◆ **Task data**
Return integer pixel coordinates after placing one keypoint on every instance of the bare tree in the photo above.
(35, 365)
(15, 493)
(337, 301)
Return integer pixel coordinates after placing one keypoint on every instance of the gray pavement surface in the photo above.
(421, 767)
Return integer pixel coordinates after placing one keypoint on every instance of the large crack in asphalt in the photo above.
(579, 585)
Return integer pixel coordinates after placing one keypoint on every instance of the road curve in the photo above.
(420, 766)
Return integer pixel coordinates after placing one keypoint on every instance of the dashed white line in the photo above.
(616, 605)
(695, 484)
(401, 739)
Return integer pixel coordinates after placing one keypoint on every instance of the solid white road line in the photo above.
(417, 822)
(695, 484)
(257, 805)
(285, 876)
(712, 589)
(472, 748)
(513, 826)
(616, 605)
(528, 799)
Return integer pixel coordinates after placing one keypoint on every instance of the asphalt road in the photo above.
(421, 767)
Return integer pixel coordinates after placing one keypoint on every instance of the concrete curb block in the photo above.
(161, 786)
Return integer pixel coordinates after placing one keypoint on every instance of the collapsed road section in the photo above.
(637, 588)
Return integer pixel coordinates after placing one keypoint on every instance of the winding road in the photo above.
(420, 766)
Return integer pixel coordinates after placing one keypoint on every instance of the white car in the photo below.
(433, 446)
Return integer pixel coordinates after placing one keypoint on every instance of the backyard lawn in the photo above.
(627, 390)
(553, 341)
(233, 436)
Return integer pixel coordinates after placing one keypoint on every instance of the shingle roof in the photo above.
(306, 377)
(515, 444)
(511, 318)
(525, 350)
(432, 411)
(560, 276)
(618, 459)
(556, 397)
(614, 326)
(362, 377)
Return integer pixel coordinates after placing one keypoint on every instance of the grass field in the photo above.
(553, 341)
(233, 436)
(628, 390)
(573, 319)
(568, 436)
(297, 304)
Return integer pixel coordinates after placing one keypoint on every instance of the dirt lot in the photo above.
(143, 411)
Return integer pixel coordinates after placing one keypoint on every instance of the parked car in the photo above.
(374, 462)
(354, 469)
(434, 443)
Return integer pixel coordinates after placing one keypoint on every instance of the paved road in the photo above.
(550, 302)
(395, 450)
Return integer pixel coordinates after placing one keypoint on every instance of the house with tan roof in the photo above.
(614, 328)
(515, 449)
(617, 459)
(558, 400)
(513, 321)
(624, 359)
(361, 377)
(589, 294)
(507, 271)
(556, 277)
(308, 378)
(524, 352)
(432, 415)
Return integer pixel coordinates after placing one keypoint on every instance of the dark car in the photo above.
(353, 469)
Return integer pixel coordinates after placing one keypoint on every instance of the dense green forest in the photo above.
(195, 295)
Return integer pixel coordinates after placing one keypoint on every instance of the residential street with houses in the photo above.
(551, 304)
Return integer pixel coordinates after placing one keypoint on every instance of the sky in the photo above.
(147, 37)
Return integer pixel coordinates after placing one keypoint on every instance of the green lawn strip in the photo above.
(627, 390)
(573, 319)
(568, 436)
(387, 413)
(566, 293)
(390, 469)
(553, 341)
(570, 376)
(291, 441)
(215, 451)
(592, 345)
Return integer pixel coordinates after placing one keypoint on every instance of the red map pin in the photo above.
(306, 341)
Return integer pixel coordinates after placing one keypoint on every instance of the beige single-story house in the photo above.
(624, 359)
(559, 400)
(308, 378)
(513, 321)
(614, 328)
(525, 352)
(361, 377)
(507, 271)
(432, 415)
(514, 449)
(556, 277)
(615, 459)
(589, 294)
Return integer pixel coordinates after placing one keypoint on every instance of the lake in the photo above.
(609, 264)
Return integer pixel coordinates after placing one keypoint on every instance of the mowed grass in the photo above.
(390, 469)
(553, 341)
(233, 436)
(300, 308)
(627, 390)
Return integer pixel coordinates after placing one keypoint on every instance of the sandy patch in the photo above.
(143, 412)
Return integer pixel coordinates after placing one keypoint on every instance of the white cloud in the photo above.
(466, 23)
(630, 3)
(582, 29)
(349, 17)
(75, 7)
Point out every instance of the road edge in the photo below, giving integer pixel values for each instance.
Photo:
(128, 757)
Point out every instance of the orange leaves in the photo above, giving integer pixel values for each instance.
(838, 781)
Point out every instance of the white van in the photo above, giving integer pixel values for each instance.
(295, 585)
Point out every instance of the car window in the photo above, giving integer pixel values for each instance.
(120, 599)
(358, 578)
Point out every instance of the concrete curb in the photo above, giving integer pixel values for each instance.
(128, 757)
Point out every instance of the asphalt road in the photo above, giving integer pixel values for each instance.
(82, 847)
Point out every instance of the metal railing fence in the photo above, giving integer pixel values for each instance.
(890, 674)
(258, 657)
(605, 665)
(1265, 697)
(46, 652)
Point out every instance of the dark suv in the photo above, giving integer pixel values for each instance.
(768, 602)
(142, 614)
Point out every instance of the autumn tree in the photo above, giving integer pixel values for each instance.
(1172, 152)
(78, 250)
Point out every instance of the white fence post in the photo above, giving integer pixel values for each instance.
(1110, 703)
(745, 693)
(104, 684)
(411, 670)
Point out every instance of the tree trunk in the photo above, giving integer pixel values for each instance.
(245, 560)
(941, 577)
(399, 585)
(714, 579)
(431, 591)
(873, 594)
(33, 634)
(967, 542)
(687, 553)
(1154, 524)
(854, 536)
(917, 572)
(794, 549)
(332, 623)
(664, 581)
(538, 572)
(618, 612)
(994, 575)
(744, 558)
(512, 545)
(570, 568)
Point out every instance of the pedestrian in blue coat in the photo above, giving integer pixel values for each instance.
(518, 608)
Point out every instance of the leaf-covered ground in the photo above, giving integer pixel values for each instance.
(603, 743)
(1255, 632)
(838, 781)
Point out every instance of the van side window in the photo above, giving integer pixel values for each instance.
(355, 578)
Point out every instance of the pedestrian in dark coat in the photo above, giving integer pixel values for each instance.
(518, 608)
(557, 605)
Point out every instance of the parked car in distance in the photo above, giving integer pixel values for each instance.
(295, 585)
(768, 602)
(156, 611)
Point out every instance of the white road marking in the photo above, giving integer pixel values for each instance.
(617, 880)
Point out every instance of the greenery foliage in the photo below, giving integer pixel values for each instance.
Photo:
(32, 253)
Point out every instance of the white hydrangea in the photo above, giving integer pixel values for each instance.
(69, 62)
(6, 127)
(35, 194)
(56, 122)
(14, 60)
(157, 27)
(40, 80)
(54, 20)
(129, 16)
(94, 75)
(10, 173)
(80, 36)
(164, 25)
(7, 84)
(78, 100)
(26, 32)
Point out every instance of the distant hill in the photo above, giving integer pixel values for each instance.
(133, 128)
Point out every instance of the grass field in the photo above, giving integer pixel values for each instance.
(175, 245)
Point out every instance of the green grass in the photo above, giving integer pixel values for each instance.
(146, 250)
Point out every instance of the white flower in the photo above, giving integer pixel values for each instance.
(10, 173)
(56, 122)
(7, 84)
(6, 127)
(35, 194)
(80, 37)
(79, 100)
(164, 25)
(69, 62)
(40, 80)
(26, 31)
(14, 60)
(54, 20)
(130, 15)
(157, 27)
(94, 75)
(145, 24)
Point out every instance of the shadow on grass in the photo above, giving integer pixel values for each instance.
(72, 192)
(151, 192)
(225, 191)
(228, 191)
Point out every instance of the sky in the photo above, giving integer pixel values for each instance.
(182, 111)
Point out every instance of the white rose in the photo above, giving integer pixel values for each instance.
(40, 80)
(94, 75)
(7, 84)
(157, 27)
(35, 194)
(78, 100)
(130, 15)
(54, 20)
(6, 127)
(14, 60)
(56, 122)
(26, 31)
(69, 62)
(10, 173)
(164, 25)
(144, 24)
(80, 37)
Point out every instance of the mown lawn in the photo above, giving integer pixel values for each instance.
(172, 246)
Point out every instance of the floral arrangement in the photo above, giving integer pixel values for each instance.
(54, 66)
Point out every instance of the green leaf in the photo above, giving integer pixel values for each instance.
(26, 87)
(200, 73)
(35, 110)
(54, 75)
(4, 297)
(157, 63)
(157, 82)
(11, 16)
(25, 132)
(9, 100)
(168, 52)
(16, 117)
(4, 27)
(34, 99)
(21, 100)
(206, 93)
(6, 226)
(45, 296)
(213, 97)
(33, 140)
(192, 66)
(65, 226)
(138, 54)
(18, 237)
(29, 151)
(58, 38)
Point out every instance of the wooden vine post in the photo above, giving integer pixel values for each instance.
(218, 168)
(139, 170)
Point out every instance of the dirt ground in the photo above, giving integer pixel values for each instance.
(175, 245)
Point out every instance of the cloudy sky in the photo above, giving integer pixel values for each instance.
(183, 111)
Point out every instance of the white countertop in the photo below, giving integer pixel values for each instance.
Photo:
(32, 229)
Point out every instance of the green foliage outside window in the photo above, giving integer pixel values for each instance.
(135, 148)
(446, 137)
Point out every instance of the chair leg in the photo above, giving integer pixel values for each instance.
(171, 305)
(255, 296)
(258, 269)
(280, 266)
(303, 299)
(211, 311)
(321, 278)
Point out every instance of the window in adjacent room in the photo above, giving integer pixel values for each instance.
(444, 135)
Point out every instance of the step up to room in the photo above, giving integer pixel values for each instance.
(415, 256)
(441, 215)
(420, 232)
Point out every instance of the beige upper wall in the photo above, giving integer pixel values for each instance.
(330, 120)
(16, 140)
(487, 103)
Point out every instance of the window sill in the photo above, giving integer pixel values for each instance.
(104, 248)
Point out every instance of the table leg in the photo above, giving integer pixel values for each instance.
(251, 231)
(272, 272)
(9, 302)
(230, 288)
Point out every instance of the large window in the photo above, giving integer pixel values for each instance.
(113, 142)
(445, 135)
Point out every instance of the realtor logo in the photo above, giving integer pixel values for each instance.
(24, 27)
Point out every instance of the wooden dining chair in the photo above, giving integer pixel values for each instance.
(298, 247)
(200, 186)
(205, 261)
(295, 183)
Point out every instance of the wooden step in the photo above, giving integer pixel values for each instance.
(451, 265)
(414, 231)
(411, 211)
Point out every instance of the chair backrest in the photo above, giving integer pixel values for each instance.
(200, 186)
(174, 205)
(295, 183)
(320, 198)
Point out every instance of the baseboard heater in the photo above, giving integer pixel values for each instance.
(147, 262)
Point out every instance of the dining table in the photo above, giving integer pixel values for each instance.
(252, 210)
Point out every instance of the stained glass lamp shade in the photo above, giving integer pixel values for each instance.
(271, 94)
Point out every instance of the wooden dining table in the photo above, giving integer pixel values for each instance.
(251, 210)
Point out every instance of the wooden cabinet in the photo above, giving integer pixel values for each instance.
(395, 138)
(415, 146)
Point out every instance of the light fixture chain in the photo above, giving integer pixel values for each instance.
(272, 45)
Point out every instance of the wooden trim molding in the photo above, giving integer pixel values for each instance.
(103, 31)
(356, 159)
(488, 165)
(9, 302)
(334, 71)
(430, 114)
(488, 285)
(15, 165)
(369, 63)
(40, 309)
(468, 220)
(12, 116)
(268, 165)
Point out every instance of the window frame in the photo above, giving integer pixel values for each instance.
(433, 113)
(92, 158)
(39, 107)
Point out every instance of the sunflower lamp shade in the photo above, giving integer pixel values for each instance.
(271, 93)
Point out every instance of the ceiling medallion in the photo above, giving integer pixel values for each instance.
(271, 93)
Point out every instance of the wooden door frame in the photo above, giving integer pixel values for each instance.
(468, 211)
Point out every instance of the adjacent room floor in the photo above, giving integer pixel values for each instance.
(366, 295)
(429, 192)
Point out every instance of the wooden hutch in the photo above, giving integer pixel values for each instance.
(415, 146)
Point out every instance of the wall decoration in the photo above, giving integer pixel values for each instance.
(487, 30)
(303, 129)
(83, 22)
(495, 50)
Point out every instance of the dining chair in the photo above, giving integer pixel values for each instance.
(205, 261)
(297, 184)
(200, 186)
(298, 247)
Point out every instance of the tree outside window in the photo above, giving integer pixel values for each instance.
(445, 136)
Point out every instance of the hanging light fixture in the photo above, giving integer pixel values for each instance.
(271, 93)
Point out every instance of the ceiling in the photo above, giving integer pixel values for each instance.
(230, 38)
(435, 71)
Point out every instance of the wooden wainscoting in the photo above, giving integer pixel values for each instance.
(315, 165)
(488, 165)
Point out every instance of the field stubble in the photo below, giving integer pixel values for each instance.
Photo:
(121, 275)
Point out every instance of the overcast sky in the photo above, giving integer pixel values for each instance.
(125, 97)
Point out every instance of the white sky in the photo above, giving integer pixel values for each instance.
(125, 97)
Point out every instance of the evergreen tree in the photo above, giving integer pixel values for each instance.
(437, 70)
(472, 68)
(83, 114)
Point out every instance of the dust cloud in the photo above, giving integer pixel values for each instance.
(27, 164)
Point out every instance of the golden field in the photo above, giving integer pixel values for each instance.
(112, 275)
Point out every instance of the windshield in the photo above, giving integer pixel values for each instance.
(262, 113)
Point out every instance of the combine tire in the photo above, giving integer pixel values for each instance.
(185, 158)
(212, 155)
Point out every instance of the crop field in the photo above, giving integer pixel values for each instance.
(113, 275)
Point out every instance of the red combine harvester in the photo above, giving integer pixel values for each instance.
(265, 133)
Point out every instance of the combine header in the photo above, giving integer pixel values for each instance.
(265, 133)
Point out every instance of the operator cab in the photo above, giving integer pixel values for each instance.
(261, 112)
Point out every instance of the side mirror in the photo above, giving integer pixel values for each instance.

◆ **What is being asked**
Output these and nothing else: the lines from the one holding "Point out every instance of the golden" through the final line of the entries above, exactly as they appear.

◆ **Written reply**
Point out every instance of the golden field in the photo above, giving integer pixel values for each instance.
(112, 275)
Point out every instance of the windshield in the photo above, giving integer pixel values for each instance.
(262, 113)
Point out every instance of the combine tire in the photo above, giving integer pixel values for each instance.
(185, 158)
(212, 155)
Point out every instance of the crop field in the photo above, giving integer pixel values for each instance.
(113, 275)
Point out every instance of the red combine harvester in the photo above, giving integer pixel values for each instance.
(265, 133)
Point out every instance of the combine header in the photo above, giving integer pixel values for each instance.
(265, 133)
Point out every instance of the operator cab in the photo above, giving integer pixel values for each instance.
(261, 112)
Point out every instance of the side mirror in the photo above, giving integer pixel values for each instance.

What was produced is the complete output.